Dataset content ->
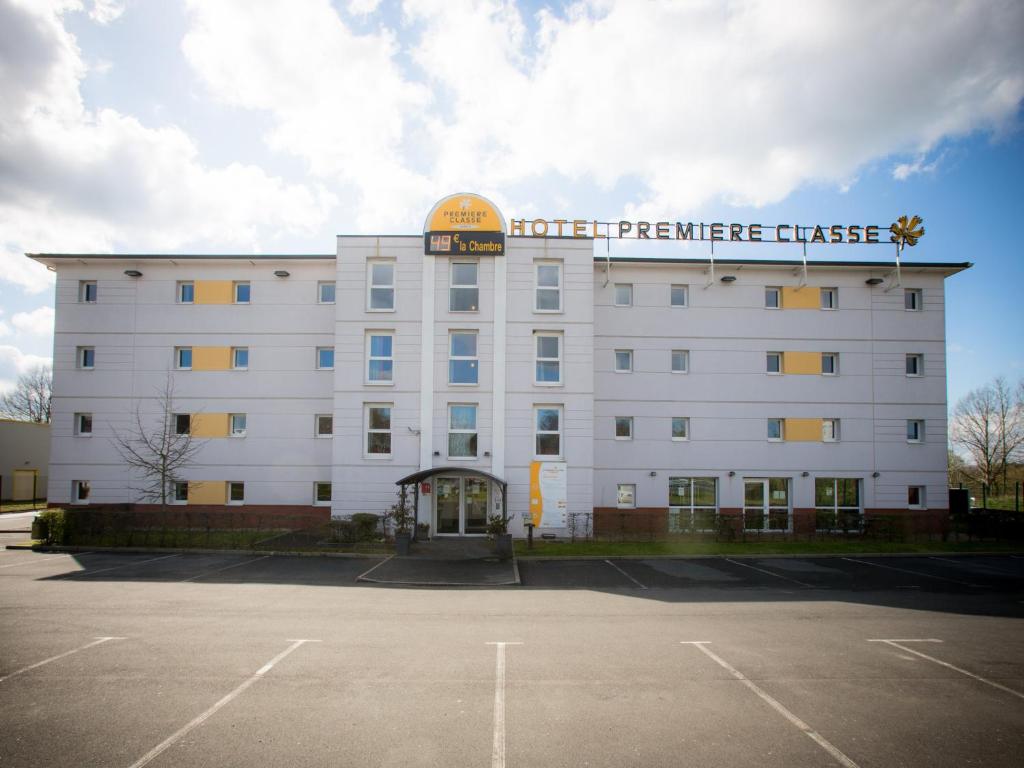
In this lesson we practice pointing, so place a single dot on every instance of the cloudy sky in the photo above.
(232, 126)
--
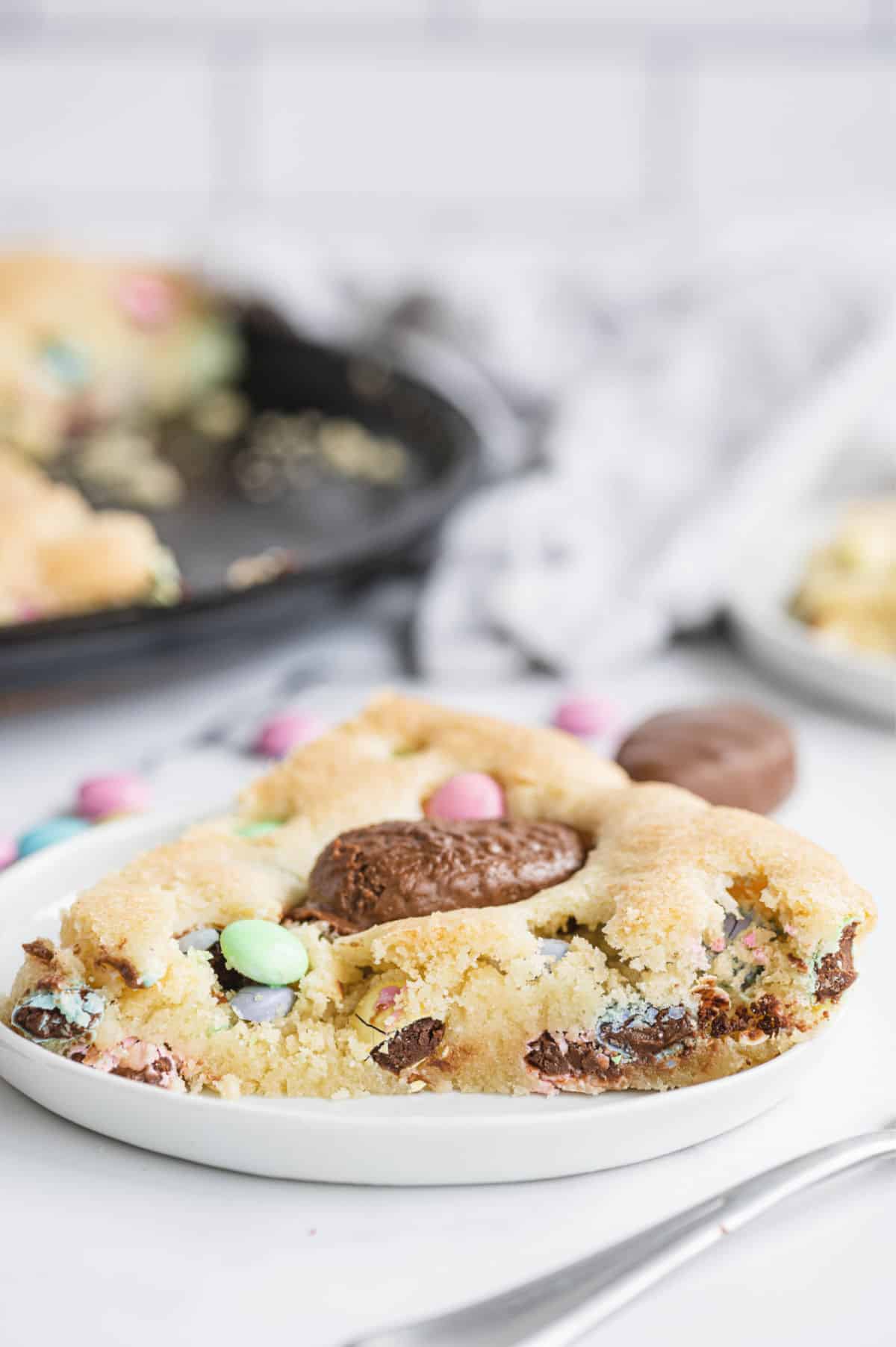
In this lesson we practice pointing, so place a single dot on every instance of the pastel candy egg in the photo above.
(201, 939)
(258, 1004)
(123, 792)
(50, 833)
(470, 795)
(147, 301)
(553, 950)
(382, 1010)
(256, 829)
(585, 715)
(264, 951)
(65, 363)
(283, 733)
---
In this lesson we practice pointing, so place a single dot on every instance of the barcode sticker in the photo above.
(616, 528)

Job -> Extract every line of the preceding material that contains the string "above", copying each line in full.

Output of the exercise ->
In this lesson we practice pointing, so place a single dot on every instance of the cloudy sky in the photo above.
In this lesson we practice pointing, so place a single dot on every instance of the pastel candy egg in the photo above.
In this lesson we practice pointing, so place a single dot on every instance of the barcode sticker in the photo above.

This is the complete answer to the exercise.